Given information ->

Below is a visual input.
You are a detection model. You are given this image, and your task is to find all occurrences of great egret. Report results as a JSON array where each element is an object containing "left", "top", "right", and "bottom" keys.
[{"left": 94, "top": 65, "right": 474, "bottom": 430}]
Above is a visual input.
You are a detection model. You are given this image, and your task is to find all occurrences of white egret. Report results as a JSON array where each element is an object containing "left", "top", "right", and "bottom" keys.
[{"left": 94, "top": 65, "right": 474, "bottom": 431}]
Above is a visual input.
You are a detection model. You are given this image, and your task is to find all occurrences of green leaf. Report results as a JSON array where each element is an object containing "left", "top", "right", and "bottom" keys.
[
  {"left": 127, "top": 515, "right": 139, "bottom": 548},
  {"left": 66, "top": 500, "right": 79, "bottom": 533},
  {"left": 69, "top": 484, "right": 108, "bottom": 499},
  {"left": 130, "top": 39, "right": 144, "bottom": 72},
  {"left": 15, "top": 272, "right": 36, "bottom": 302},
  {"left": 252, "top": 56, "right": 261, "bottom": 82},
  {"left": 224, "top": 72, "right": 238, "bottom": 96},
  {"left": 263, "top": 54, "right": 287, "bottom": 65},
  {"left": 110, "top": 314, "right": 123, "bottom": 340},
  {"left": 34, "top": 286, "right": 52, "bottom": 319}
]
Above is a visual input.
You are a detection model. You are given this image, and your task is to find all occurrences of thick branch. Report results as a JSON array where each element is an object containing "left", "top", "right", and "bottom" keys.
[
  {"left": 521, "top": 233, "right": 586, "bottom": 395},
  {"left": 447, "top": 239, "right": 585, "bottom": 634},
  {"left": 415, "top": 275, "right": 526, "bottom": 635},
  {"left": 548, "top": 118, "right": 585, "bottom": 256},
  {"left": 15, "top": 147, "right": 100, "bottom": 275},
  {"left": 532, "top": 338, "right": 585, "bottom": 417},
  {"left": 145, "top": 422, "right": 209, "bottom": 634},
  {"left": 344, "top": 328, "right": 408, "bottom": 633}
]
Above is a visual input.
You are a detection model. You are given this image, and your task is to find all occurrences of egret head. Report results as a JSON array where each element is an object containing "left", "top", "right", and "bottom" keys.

Exercise requirements ->
Output each record precisely as given.

Task result ->
Below is a visual input.
You are a detection model. You are given this image, and your task is to find all occurrences of great egret. Report results as a JSON array where each element is an object containing "left", "top", "right", and "bottom" keys.
[{"left": 94, "top": 65, "right": 474, "bottom": 430}]
Above is a visual input.
You are a detection model. You are given this image, and your task is to find all occurrences of white egret. Report results as a JSON array where each element is an object containing "left", "top", "right", and "bottom" keys.
[{"left": 94, "top": 65, "right": 474, "bottom": 431}]
Above is a visual input.
You are a detection model. You are given this image, and your task is to find all occurrences of green leaf. Report results as a JSON array where each element is an object containing "left", "top", "right", and "bottom" keys.
[
  {"left": 127, "top": 515, "right": 139, "bottom": 548},
  {"left": 66, "top": 500, "right": 79, "bottom": 533},
  {"left": 69, "top": 484, "right": 108, "bottom": 499},
  {"left": 130, "top": 39, "right": 144, "bottom": 72},
  {"left": 15, "top": 272, "right": 36, "bottom": 302},
  {"left": 252, "top": 56, "right": 261, "bottom": 82},
  {"left": 224, "top": 72, "right": 238, "bottom": 96},
  {"left": 263, "top": 54, "right": 287, "bottom": 65},
  {"left": 110, "top": 314, "right": 123, "bottom": 340},
  {"left": 34, "top": 286, "right": 52, "bottom": 319}
]
Above is a visual input.
You are a detection model. You are given this image, and your task is to find all occurrences of thick branch. Report results as a JSON array where each element is an object containing "left", "top", "right", and "bottom" keys.
[
  {"left": 521, "top": 233, "right": 586, "bottom": 395},
  {"left": 447, "top": 239, "right": 585, "bottom": 634},
  {"left": 415, "top": 275, "right": 526, "bottom": 635},
  {"left": 548, "top": 118, "right": 585, "bottom": 256},
  {"left": 15, "top": 147, "right": 100, "bottom": 275},
  {"left": 532, "top": 338, "right": 585, "bottom": 417},
  {"left": 145, "top": 422, "right": 209, "bottom": 634},
  {"left": 344, "top": 328, "right": 408, "bottom": 633}
]
Above is a visual input.
You are a detection model. You are given this image, and your task is to find all occurrences of egret head. Report results as a JSON array where each element is an object containing "left", "top", "right", and "bottom" keys.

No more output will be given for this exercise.